** Start of RECORDS SUPPLIED **
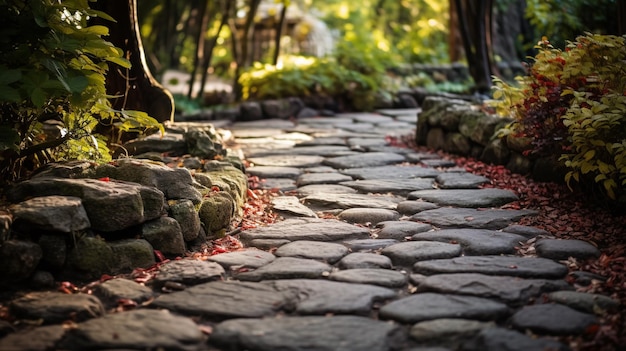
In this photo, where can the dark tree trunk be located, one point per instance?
(136, 88)
(475, 25)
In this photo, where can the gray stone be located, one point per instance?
(299, 161)
(524, 267)
(184, 212)
(318, 296)
(500, 339)
(525, 231)
(248, 258)
(450, 332)
(412, 207)
(511, 290)
(429, 306)
(54, 250)
(551, 319)
(387, 172)
(189, 272)
(36, 339)
(585, 302)
(369, 244)
(476, 241)
(325, 200)
(460, 180)
(112, 290)
(165, 235)
(339, 333)
(400, 187)
(466, 197)
(321, 178)
(110, 205)
(324, 188)
(407, 253)
(373, 276)
(557, 249)
(54, 213)
(368, 215)
(228, 299)
(140, 329)
(471, 218)
(317, 250)
(400, 230)
(287, 268)
(290, 205)
(370, 159)
(306, 229)
(274, 172)
(56, 307)
(90, 258)
(364, 260)
(129, 254)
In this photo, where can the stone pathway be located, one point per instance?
(380, 249)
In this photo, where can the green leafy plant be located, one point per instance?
(53, 67)
(572, 104)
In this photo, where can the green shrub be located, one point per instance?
(573, 105)
(53, 67)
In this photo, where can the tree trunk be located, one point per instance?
(134, 88)
(475, 25)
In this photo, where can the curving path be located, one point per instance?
(381, 248)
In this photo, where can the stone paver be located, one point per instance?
(375, 247)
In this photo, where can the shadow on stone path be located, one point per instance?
(381, 248)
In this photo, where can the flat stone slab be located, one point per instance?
(471, 218)
(369, 244)
(498, 339)
(287, 268)
(466, 197)
(400, 230)
(317, 250)
(321, 178)
(189, 272)
(387, 172)
(429, 306)
(298, 161)
(451, 332)
(511, 290)
(584, 302)
(370, 159)
(306, 229)
(364, 260)
(552, 319)
(340, 333)
(368, 215)
(344, 201)
(374, 276)
(476, 241)
(320, 296)
(558, 249)
(400, 187)
(56, 307)
(227, 299)
(524, 267)
(291, 205)
(249, 258)
(407, 253)
(460, 180)
(274, 172)
(137, 330)
(307, 190)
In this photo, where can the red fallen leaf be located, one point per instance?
(159, 255)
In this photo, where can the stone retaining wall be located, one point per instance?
(461, 127)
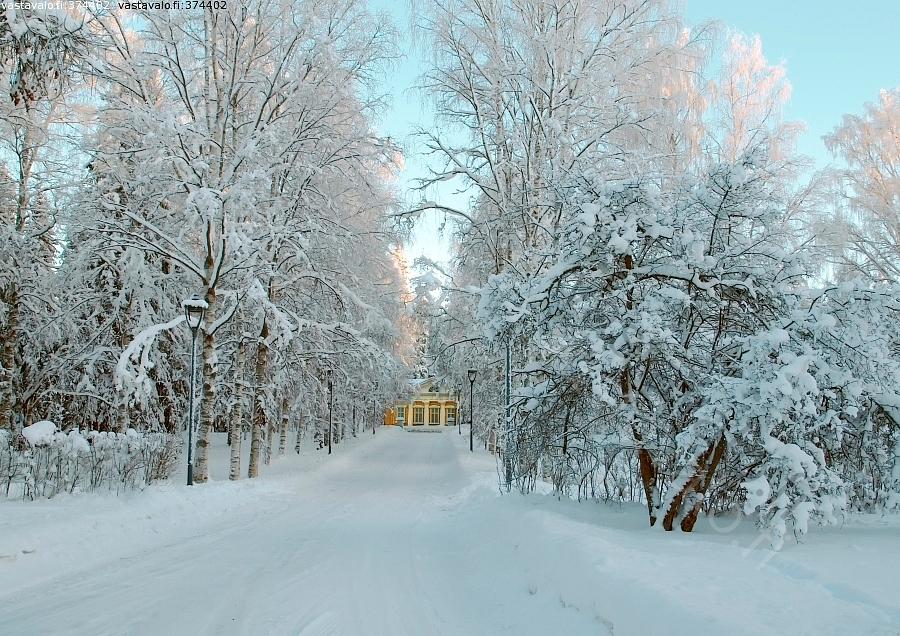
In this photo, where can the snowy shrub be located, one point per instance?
(51, 462)
(673, 325)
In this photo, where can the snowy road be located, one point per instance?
(368, 547)
(404, 533)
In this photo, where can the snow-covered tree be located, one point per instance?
(867, 190)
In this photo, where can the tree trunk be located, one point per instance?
(259, 410)
(698, 484)
(208, 401)
(237, 415)
(284, 423)
(8, 357)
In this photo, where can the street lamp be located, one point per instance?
(330, 404)
(375, 407)
(472, 373)
(193, 315)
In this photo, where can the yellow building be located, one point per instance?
(427, 404)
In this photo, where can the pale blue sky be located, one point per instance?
(837, 56)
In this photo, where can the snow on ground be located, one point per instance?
(408, 534)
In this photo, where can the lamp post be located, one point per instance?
(375, 407)
(458, 414)
(330, 404)
(471, 373)
(193, 315)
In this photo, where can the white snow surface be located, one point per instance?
(409, 534)
(39, 432)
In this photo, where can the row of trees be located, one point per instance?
(152, 156)
(691, 321)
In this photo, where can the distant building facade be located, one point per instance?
(427, 404)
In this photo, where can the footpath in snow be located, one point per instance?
(403, 533)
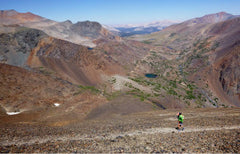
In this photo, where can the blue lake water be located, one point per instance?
(151, 75)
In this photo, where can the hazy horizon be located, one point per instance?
(110, 12)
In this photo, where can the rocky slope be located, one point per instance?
(27, 47)
(206, 131)
(83, 33)
(204, 51)
(43, 94)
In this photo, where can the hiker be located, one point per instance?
(180, 121)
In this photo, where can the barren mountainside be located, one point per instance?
(68, 87)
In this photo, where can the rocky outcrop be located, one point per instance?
(15, 47)
(83, 33)
(8, 17)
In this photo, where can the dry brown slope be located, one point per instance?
(36, 94)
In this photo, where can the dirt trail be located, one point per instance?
(121, 81)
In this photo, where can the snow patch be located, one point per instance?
(13, 113)
(56, 104)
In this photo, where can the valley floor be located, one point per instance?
(206, 130)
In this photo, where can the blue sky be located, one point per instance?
(121, 11)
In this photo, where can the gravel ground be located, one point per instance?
(206, 130)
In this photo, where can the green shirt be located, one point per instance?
(180, 118)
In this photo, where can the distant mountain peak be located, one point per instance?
(14, 17)
(213, 18)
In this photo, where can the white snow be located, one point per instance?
(13, 113)
(56, 104)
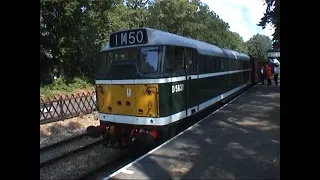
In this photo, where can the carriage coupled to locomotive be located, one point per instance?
(150, 80)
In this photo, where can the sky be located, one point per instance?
(241, 15)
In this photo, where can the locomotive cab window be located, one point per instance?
(149, 59)
(104, 61)
(174, 60)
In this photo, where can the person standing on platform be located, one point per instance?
(262, 75)
(268, 73)
(275, 74)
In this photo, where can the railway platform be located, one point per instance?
** End of RECORDS SUPPLIED **
PROBLEM STATEMENT: Write out the entries above word for word. Do not include the pictures.

CORRECT RESPONSE:
In this photo, where can the dark tree trunk be located, one point per instance?
(136, 88)
(475, 25)
In this photo, where can the gray stone be located, one point per instance?
(299, 161)
(524, 267)
(184, 212)
(318, 296)
(500, 339)
(525, 231)
(248, 258)
(450, 332)
(412, 207)
(511, 290)
(429, 306)
(54, 250)
(551, 319)
(387, 172)
(189, 272)
(36, 339)
(585, 302)
(369, 244)
(476, 241)
(325, 200)
(460, 180)
(112, 290)
(165, 235)
(339, 333)
(400, 187)
(466, 197)
(321, 178)
(110, 205)
(324, 188)
(407, 253)
(373, 276)
(557, 249)
(54, 213)
(368, 215)
(228, 299)
(140, 329)
(471, 218)
(317, 250)
(400, 230)
(287, 268)
(290, 205)
(370, 159)
(306, 229)
(274, 172)
(56, 307)
(90, 258)
(364, 260)
(129, 254)
In this photo, where can the stone pathway be located, one point per instance?
(380, 249)
In this photo, where can the green leafy plant be located, one point per instance?
(53, 67)
(572, 104)
In this photo, where can the green shrub be located, one point per instance?
(573, 105)
(53, 67)
In this photo, where can the tree trunk be located, one point per instance?
(134, 88)
(475, 25)
In this photo, where can the curving path be located, one point per instance?
(381, 248)
In this photo, where can the stone paver be located, one point per instance?
(375, 247)
In this photo, where can the shadow on stone path be located, one point per instance?
(381, 248)
In this photo, where can the flat stone slab be located, one point per instance?
(471, 218)
(369, 244)
(498, 339)
(287, 268)
(466, 197)
(400, 230)
(317, 250)
(321, 178)
(189, 272)
(387, 172)
(429, 306)
(298, 161)
(451, 332)
(511, 290)
(584, 302)
(370, 159)
(306, 229)
(364, 260)
(552, 319)
(340, 333)
(368, 215)
(344, 201)
(374, 276)
(476, 241)
(320, 296)
(558, 249)
(400, 187)
(56, 307)
(227, 299)
(524, 267)
(291, 205)
(249, 258)
(407, 253)
(460, 180)
(274, 172)
(137, 330)
(307, 190)
In this photo, where can the red fallen leaf be located, one point per instance?
(159, 255)
In this photo, where can the stone retaining wall be located, one point per instance?
(461, 127)
In this photo, where can the snowy shrub be located, one point per instance?
(51, 462)
(673, 325)
In this photo, where can the snowy road be located, one point per instance?
(368, 547)
(404, 533)
In this photo, where can the snow-covered tree be located, one point per instance?
(867, 190)
In this photo, where can the tree trunk be located, one point per instance?
(259, 410)
(698, 484)
(208, 401)
(237, 415)
(284, 423)
(8, 357)
In this photo, where can the street lamp be located, one point per instance?
(330, 404)
(375, 407)
(472, 373)
(193, 315)
In this photo, where can the yellow building be located, one point per instance?
(427, 404)
In this photo, where can the pale blue sky be located, one point per instance?
(837, 56)
In this photo, where can the snow on ground be located, one point per instance?
(408, 534)
In this photo, where can the lamp post be located, one point per instance?
(375, 407)
(458, 414)
(330, 404)
(471, 373)
(193, 315)
In this photo, where can the white snow surface be located, one point per instance?
(409, 534)
(39, 432)
In this photo, where can the row of trees be located, one point per instance?
(152, 156)
(691, 321)
In this photo, where can the distant building facade be located, one point per instance?
(427, 404)
In this photo, where can the footpath in snow be located, one point per instance?
(403, 533)
In this photo, where can the blue lake water be located, one point per instance?
(151, 75)
In this photo, where can the hazy horizon be located, one point per instance?
(110, 12)
In this photo, where can the rocky slope be located, one point per instance?
(27, 47)
(206, 131)
(83, 33)
(204, 51)
(43, 94)
In this photo, where can the hiker be located, one point per instance?
(180, 121)
In this photo, where can the barren mountainside be located, one point per instance?
(68, 87)
In this photo, where can the rocky outcrop be located, one point per instance?
(15, 47)
(83, 33)
(8, 17)
In this photo, where can the dry brown slope be located, one point per instance?
(36, 94)
In this photo, where can the dirt trail be located, one point per instance?
(121, 81)
In this photo, where can the snow patch be located, one point per instance?
(13, 113)
(56, 104)
In this photo, where can the valley floor be located, one point per instance?
(206, 130)
In this photo, where can the blue sky be located, one point per instance?
(121, 11)
In this photo, where can the gravel ground be located, one point per instance?
(206, 130)
In this photo, where can the green shirt be located, one point per instance?
(180, 118)
In this photo, where can the distant mountain peak be located, one point per instance?
(14, 17)
(213, 18)
In this photo, where can the white snow be located, one point per instance?
(13, 113)
(56, 104)
In this photo, where can the carriage coupled to locomotive be located, one point per instance?
(150, 80)
In this photo, where can the sky be located, one point per instance?
(241, 15)
In this photo, where can the locomotive cab window be located, one point per instance?
(149, 59)
(104, 61)
(174, 60)
In this photo, where can the person standing on platform be located, one point per instance?
(262, 75)
(268, 73)
(275, 74)
In this photo, where can the railway platform be located, one point per instance?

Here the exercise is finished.